Page extract:
Skip to content

nlvr2

allennlp_models.vision.dataset_readers.nlvr2

[SOURCE]


Nlvr2Reader#

@DatasetReader.register("nlvr2")
class Nlvr2Reader(VisionReader):
 | def __init__(
 |     self,
 |     image_dir: Optional[Union[str, PathLike]] = None,
 |     *, image_loader: Optional[ImageLoader] = None,
 |     *, image_featurizer: Optional[Lazy[GridEmbedder]] = None,
 |     *, region_detector: Optional[Lazy[RegionDetector]] = None,
 |     *, feature_cache_dir: Optional[Union[str, PathLike]] = None,
 |     *, tokenizer: Optional[Tokenizer] = None,
 |     *, token_indexers: Optional[Dict[str, TokenIndexer]] = None,
 |     *, cuda_device: Optional[Union[int, torch.device]] = None,
 |     *, max_instances: Optional[int] = None,
 |     *, image_processing_batch_size: int = 8,
 |     *, write_to_cache: bool = True
 | ) -> None

Reads the NLVR2 dataset from http://lil.nlp.cornell.edu/nlvr/. In this task, the model is presented with two images and a hypothesis referring to those images. The task for the model is to identify whether the hypothesis is true or false. Accordingly, the instances produced by this reader contain two images, featurized into the fields "box_features" and "box_coordinates". In addition to that, it produces a TextField called "hypothesis", and a MetadataField called "identifier". The latter contains the question id from the question set.

Recorded data:
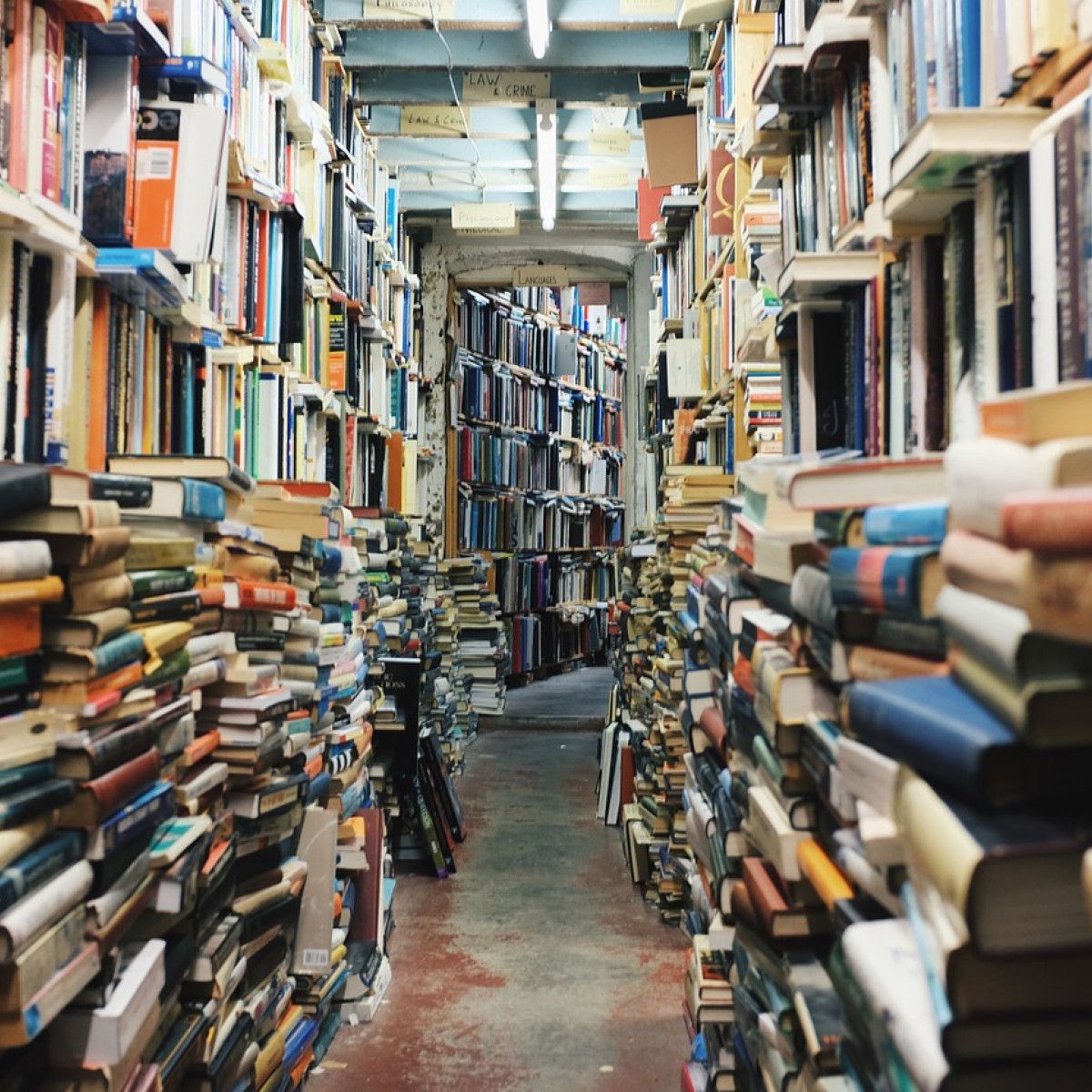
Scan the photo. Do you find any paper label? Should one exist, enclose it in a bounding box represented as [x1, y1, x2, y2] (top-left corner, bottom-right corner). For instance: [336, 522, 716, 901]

Required work:
In the Nlvr2Reader documentation, which fields does the text say the reader's instances contain? List them all. The data can be set aside; none of it is used here.

Result for this exercise:
- "box_features"
- "box_coordinates"
- "hypothesis" (a TextField)
- "identifier" (a MetadataField)